» PASSAGE
######

Who are you exactly? And what have you done with Tottenham Hotspur? At the end of a week menaced by illness, schedule horror and lurking event anxiety, something unexpected happened in north London, as the players of Spurs and Liverpool dished up a glorious, ragged, startlingly carefree game of football.
Both teams might have scored four or five, or none at all, although in the end a 2-2 draw felt fair enough. Both managers had complained in advance about a lack of planning time. Antonio Conte was forced to train with a set of static mannequins, a state of affairs that presents so many punchlines, not to mention an entire self-contained Eric Dier section, that it demands its own dedicated two-hour Spurs stand-up special.
But as the ball was zinged about between the white and red shirts, the players running wildly, with no breaks or breaths, this felt like a glimpse of a more agreeably anarchic sporting world. Mainly it felt like a shift of gear for Spurs, perhaps even a moment of ignition for the manager.
Conte has a very distinct, even rather hammy kind of persona: the inspirationalist, the magnetic personality, the man who simply demands better air, purer human material. A lot of this is bound up in theatre and show. But why not? Football is theatre and show.
As Conte whirled and crouched in his rectangle – as he turned to sprint and howl, eyes boggling, at each Tottenham goal, as though he, Antonio Conte, had just personally zinged the ball into the Liverpool net – there was a sense of something stirring; and, by the end, of a first genuine fork of lightning shot through this bolted-together collection of human parts.
English football loves to talk about systems, and about “Philosophy”. We are all Philosophers now. I have a Philosophy, you have a Philosophy, Aidy Boothroyd has a Philosophy. But this often breaks down into something more basic: energy, emotion, feelings. Conte’s starting flat back five gave a powerful basic structure. But the real change was textural, as this hurled-together Spurs team produced a kind of anger-football, something spiky and a little uncontrolled.

######

» PROVIDED DATA
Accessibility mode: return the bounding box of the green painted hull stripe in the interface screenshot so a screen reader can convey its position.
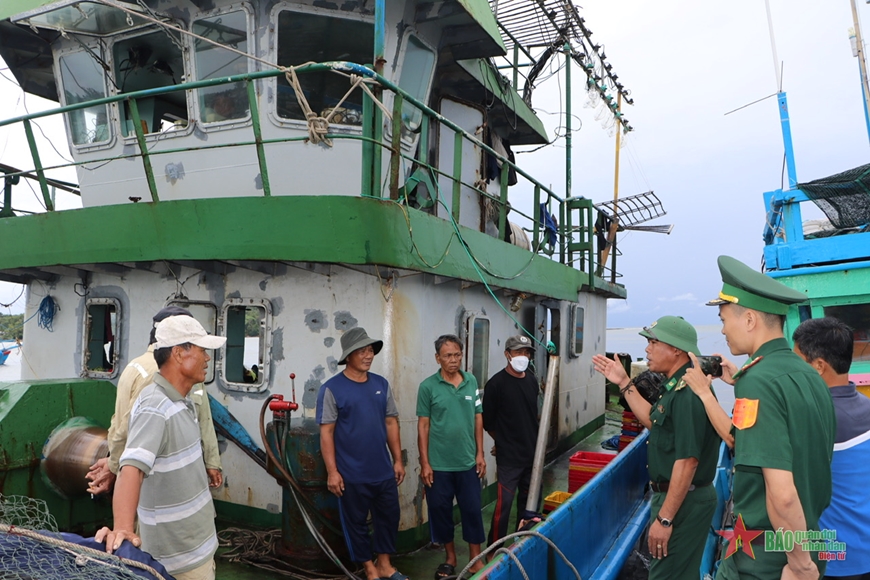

######

» WHAT YOU WILL DO
Carry on the match report about Tottenham's 2-2 draw with Liverpool from its last sentence, in the same voice.

» EXERCISE RESULT
Perhaps the most significant note of transformation was in Harry Kane, who had sleepwalked through the autumn but produced a performance here that was both precise and scattergun, urgently alive and caked with sleep dust, lethal early on but bafflingly wonky the rest of the time. Kane and Conte: this is, as ever, the key relationship in this setup. And with better timing and better finishing Spurs’ captain could have scored pretty much the same goal three or four times.
With six minutes gone he drew a wonderful block in front of goal from Ibrahima Konaté, when he really should have scored. Moments later he was in again, haring into the same inside-right channel, released by a fine pass from Tanguy Ndombele. Suddenly Kane had nothing but grass, goal, netting, the mustard yellow styling of Alisson in front of him. He clipped the ball low into the corner, his first goal in this stadium since August, his first league goal here since May, two managers ago.
In those early exchanges Liverpool played a ridiculously high defensive line. With the pressure eased by a rejigged midfield, Spurs always seemed one pass away from setting Heung-min Son off in a foot race with the Liverpool centre-backs – a foot race that, frankly, Son wins on one leg carrying a small Chesterfield sofa on his back, while also taking a detour via Seven Sisters Sunday fruit market.
And Son was magnificent here, the outstanding player on the pitch, looking refreshed, Conte-ised, and sharp in front of goal for his late equaliser. Which was a good thing too, because Kane kept missing chances. He should have scored from Dele Alli’s cut-back but tried something cute as the ball declined to run on. He might have flicked in a snap header from six yards out. He had shots blocked that really should have been shots on target.
He also might have been sent off for a sliding lunge through Andy Robertson that required a jump plus forward flip in order to avoid mangled shins. Red cards are given for less reckless and less dangerous acts than this.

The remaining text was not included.